**Goal of the exercise:** Among the entries below, which lines run from the line with "each like (285,35)." through the line with "each like (130,113)."? Retype those, both ends included, exactly and without pictures.

**Given data:**
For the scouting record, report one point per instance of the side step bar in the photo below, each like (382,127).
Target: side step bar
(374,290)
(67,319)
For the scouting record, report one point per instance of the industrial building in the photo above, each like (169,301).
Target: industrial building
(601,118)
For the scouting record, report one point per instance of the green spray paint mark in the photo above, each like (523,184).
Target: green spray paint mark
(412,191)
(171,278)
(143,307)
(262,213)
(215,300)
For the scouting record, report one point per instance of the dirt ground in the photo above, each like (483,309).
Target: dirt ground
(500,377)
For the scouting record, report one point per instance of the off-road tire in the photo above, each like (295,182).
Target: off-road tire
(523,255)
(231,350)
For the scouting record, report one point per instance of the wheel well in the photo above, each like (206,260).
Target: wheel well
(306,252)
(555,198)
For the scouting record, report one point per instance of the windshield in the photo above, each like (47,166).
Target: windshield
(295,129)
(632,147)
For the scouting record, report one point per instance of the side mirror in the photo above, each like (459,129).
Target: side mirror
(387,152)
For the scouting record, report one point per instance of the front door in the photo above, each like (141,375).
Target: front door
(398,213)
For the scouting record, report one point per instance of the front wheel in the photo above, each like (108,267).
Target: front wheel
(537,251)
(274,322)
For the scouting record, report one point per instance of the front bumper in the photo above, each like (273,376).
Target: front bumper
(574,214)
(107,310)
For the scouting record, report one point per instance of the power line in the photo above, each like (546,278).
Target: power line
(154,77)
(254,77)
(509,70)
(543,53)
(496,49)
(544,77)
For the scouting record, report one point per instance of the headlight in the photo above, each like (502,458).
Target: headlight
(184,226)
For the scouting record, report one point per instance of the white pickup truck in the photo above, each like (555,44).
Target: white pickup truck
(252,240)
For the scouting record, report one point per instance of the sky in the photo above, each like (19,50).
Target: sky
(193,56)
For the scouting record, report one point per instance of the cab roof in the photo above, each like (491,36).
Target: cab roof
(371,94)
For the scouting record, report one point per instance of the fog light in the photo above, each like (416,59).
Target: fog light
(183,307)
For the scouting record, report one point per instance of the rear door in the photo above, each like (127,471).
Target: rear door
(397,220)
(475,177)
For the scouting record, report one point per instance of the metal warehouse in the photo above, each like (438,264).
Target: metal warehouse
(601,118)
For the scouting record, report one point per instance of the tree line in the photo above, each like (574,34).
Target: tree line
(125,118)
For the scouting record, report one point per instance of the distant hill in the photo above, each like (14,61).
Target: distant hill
---
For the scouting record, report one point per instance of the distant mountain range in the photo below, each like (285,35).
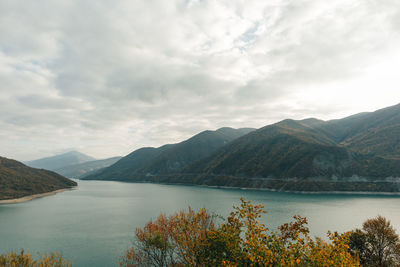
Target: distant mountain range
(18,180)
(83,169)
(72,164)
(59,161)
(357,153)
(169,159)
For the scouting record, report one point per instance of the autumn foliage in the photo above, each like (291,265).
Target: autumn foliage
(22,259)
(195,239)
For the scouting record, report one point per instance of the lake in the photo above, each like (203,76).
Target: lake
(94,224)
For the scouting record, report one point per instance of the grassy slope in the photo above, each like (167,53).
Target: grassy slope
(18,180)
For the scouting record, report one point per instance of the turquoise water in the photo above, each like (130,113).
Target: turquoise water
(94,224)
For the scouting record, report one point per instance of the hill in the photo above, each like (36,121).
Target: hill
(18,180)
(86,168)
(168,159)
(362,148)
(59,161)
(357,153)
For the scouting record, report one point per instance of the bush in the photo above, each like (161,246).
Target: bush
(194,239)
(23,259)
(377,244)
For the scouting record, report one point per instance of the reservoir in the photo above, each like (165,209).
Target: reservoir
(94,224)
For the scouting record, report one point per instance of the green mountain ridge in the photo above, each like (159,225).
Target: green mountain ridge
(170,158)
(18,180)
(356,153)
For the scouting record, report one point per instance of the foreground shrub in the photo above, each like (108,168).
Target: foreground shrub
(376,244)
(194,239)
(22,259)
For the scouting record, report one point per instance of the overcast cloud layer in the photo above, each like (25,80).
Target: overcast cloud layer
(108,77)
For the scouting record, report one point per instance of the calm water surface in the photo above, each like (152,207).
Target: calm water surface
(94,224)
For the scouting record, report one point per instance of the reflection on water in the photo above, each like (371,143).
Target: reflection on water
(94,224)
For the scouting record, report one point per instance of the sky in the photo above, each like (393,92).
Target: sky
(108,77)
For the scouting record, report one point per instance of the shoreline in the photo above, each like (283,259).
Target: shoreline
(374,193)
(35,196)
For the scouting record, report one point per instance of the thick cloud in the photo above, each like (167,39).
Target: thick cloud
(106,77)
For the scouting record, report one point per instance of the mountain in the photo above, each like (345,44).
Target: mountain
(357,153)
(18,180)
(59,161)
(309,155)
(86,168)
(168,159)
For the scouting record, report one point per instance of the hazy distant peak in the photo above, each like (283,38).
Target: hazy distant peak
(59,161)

**Exercise output:**
For the scouting record, report one point per instance of the distant mountain range in the photo below, each like (285,35).
Target: distant mountain range
(18,180)
(83,169)
(72,164)
(59,161)
(357,153)
(169,159)
For the scouting record, report one point per instance of the autumn foliage in the photo above, each like (291,265).
Target: autumn foliage
(22,259)
(195,239)
For the scouting record, report one point per instance of the lake in the photo above, each like (203,76).
Target: lake
(94,224)
For the scouting record, report one point per instance of the grassy slope in the photo above, each like (167,53).
Target: grassy slope
(18,180)
For the scouting record, report one point per instance of the turquoise water in the photo above, each like (130,113).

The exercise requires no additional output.